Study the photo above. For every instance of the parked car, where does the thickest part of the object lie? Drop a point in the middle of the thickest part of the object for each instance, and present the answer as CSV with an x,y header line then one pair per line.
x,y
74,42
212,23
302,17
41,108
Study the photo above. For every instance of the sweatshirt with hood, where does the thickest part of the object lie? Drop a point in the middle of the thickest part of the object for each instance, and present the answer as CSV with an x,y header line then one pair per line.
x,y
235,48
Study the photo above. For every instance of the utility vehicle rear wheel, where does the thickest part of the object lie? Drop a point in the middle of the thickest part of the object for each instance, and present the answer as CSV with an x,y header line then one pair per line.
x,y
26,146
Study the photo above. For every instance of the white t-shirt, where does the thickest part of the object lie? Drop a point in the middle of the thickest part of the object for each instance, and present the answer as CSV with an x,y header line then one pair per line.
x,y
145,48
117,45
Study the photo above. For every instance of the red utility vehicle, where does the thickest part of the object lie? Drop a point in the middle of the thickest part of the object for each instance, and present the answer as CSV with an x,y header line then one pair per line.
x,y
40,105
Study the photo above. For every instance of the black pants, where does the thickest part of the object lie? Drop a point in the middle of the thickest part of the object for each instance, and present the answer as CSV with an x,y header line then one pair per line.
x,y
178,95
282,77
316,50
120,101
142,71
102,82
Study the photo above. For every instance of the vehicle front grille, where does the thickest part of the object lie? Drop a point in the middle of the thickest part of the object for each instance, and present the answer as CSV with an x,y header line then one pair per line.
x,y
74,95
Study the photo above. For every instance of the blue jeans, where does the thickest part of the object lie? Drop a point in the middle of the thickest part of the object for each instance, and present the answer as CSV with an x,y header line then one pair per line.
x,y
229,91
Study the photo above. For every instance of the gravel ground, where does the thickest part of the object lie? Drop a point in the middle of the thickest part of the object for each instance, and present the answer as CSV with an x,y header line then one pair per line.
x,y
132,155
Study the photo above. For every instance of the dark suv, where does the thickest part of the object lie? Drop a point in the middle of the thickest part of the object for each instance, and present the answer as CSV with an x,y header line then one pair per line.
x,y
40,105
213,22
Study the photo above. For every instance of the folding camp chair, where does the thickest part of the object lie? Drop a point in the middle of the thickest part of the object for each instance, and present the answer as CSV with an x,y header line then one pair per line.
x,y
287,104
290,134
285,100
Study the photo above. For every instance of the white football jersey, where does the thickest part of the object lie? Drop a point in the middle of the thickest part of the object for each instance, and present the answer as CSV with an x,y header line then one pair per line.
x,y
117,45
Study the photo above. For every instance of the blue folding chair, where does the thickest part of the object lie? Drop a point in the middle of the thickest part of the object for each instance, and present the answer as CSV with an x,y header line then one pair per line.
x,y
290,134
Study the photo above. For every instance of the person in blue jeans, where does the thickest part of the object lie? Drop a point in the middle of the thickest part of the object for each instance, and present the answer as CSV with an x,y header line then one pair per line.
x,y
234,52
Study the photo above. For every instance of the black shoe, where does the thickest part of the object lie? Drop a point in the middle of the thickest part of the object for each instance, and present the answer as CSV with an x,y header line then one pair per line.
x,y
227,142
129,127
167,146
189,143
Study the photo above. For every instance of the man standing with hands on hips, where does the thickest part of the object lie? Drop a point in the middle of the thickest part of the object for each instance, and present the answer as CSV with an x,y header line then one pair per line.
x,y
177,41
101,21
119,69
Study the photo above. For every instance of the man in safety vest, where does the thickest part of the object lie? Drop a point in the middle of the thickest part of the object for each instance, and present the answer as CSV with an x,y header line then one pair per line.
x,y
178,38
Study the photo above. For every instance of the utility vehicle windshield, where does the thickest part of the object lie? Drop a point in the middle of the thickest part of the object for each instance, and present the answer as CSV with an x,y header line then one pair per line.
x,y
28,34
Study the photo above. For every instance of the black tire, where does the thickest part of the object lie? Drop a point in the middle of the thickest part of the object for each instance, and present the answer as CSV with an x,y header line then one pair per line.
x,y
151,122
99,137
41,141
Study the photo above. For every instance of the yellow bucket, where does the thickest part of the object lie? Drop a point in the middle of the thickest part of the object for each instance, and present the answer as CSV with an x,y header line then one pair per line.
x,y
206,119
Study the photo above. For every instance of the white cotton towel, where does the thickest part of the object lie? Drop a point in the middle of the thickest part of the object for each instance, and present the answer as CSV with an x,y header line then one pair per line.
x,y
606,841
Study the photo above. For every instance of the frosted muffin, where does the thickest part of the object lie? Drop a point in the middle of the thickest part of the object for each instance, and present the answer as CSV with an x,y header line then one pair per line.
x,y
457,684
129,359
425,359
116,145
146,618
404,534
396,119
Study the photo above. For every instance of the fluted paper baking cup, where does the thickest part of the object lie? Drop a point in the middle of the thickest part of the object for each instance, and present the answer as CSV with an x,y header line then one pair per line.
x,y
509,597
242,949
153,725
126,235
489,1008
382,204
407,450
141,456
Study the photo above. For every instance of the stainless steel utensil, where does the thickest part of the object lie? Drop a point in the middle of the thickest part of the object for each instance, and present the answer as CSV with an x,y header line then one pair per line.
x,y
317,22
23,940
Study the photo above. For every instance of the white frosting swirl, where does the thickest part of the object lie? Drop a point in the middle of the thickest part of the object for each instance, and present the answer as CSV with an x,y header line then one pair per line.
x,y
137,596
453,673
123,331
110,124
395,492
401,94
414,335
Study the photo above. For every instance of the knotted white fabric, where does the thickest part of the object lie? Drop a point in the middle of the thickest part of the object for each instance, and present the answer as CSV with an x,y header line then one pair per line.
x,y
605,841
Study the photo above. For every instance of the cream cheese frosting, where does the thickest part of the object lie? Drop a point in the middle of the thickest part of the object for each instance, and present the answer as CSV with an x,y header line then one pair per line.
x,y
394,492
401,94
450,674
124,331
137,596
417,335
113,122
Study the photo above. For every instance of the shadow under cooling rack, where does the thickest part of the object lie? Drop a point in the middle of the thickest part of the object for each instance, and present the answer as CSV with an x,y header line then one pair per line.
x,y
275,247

▶ [The problem] Transcribe the entire listing. Leave every word as it is.

▶ [Solved exercise]
Study the photo above. For every instance of the parked car, where does the thickest part of the object lie? Drop a point in the middle of the thickest part of the object for each instance, and present the answer as CSV with an x,y header line then one pair per line.
x,y
74,42
212,23
302,17
41,108
Study the photo above. For every instance of the sweatshirt with hood, where does the thickest part of the object lie? Drop a point in the middle of the thickest part of the object for each instance, and present the answer as CSV with an x,y header line then one pair per line.
x,y
235,48
Study the photo above. For every instance of the utility vehicle rear wheel, where does the thickest part of the object lie? Drop a point in the middle of the thickest part of the object for each instance, and present the answer as CSV with an x,y header line then one pair per line.
x,y
26,146
Study the photo above. For every instance of the white t-shirt, where does the thickest part of the object lie? Drop a point in the middle of the thickest part of the object for each instance, and present the answer as CSV with an x,y header line then one pair per line.
x,y
145,48
117,45
Study the photo above. For every instance of the red utility vehicle, where does the thickest part of the object lie? Drop a point in the middle of the thickest part of the object for each instance, and present the answer as CSV with an x,y header line then one pair per line.
x,y
40,105
Study the photo above. For every instance of the black pants, where does the thickest part of the object lie? Drop a point in the middle of the thickest part of the object for each instance, and present the answer as CSV with an x,y header line then one pair per line.
x,y
178,95
282,77
316,50
120,101
142,71
102,82
Study the photo above. For every instance of the vehicle front grille, where does the thickest part of the object lie? Drop a point in the middle of the thickest part of the object for each instance, and present the answer as CSV with an x,y header line then one pair per line.
x,y
74,95
Study the photo above. For every instance of the blue jeans, where does the thickest part of the object lie? Drop a point in the middle of the thickest part of the object for each instance, and present the answer as CSV with an x,y header line then one pair per line.
x,y
229,91
Study the photo above. For every instance of the gravel ground, where does the thickest part of the object lie? Drop a point in the middle of the thickest part of the object for each instance, and present the answer as CSV with an x,y header line then one pair per line.
x,y
132,155
Study the photo above. For every instance of the dark suv, where does the thickest part of the object lie? Drop a point in the middle of the thickest part of the object for each instance, and present the answer as CSV with an x,y header line then one pair per line.
x,y
40,105
213,22
Study the photo above. For every instance of the folding camp chair, where does the thickest part of the object lie? Drop a point in the middle of the thickest part of the object for each instance, and present the answer as CSV with an x,y header line then one pair per line.
x,y
287,104
290,134
285,100
Study the photo above. For every instance of the white football jersey, where does the thickest part of the object lie? Drop a point in the middle of the thickest part of the object for each instance, and present the answer as CSV with an x,y header line then one pair per line.
x,y
117,45
Study the photo above. For every instance of the blue folding chair, where does the thickest part of the object lie? Drop a point in the middle of the thickest part of the object for each instance, and present the answer as CSV with an x,y header line then one pair per line.
x,y
290,134
Study the photo above. For every instance of the person in blue jeans, where does the thickest part of the object lie? Drop a point in the middle of the thickest part of the object for each instance, and present the answer as CSV with an x,y header line then one pair per line.
x,y
234,52
Study the photo above. For every instance of the black shoe, where does the thickest part of the object lie? Drop a point in the middle of the thickest part of the object for each instance, and present the answer as CSV with an x,y header line then one pair per line.
x,y
227,142
129,127
167,146
189,143
Study the photo above. For every instance of the man standing with hands on hips, where does the thickest part of the object lie? Drop a point in the middle of the thickest part of the object for each instance, and present the answer as CSV with an x,y header line then one pair per line.
x,y
177,41
101,21
119,69
Study the photo above. For every instance of the man in safety vest, where does the thickest part of the object lie? Drop a point in the middle of the thickest part of the object for each instance, and present the answer as CSV with an x,y header line then one pair per line.
x,y
178,38
Study the photo above. For every instance of the utility vehicle windshield, where does the thickest part of the object lie? Drop a point in the middle of the thickest part of the object for each instance, and present the answer as CSV with an x,y header line then one pair per line.
x,y
28,34
Study the photo above. For every instance of the black tire, where does the thickest part of the object lie? Drop a point in the middle of the thickest part of the object for each instance, and present the answer as CSV with an x,y header line then one pair per line.
x,y
151,122
99,137
41,141
Study the photo above. For every instance of the yellow bucket, where does the thickest part of the object lie? Drop a point in the middle of the thickest part of the object for each instance, and present the answer as CSV with an x,y header line then one pair per line.
x,y
206,119
Study the photo above. For every instance of the white cotton towel, where does the thickest part of the object lie? Drop a point in the middle of the thickest part of the object for each instance, and present the answer as CSV with an x,y header line then one pair per line.
x,y
606,841
Study the photo above. For every instance of the frosted muffin, where does the thickest part of the object lie? Drop a point in the middle of the thickest part of the object for each instance, and present the answer as CSV with an x,y header line then one pair per line.
x,y
457,684
129,359
425,359
116,145
146,618
404,534
396,119
Study the photo above. For every instance of the fluted paper baking cup, where does the thickest part of the object lie? Drop a point in the middle of the thickest part of the object for each instance, and present the answer as CSV with an x,y header line then one pair per line.
x,y
509,597
242,949
153,725
126,235
489,1008
382,204
407,450
141,456
Study the photo above. For every instance of the stainless steel utensil, where does the thickest part of the object lie? Drop a point in the middle of the thickest part of the object for each instance, and present the answer as CSV with an x,y header line then one pair per line.
x,y
317,22
23,940
Study the photo above. For every instance of the white frosting swirl, where does the thickest part of the object lie? Drop a point in the middle of the thickest part of the object for each instance, and present the answer as CSV with an x,y header line then one pair per line.
x,y
137,596
453,673
123,331
110,124
395,492
401,94
414,335
Study the photo above. For every instance of the knotted white fabric, where does the thickest part of the object lie? Drop a point in the middle of the thickest part of the object for each instance, and present the answer as CSV with an x,y header line then one pair per line.
x,y
605,841
Study the photo above. For every instance of the cream cheese frosting, where does the thickest part of the object lie? Drop a point in the middle of the thickest part of the object for each instance, and present the answer as CSV with an x,y header line then one pair per line.
x,y
394,492
401,94
450,674
124,331
137,596
417,335
113,122
Study the photo above. For every instance of the shadow under cooling rack, where does the thickest part of the object lie? Drop a point in the middle of the thickest part of the object for each instance, and present the answer as CSV with an x,y header line then one pair per line.
x,y
275,247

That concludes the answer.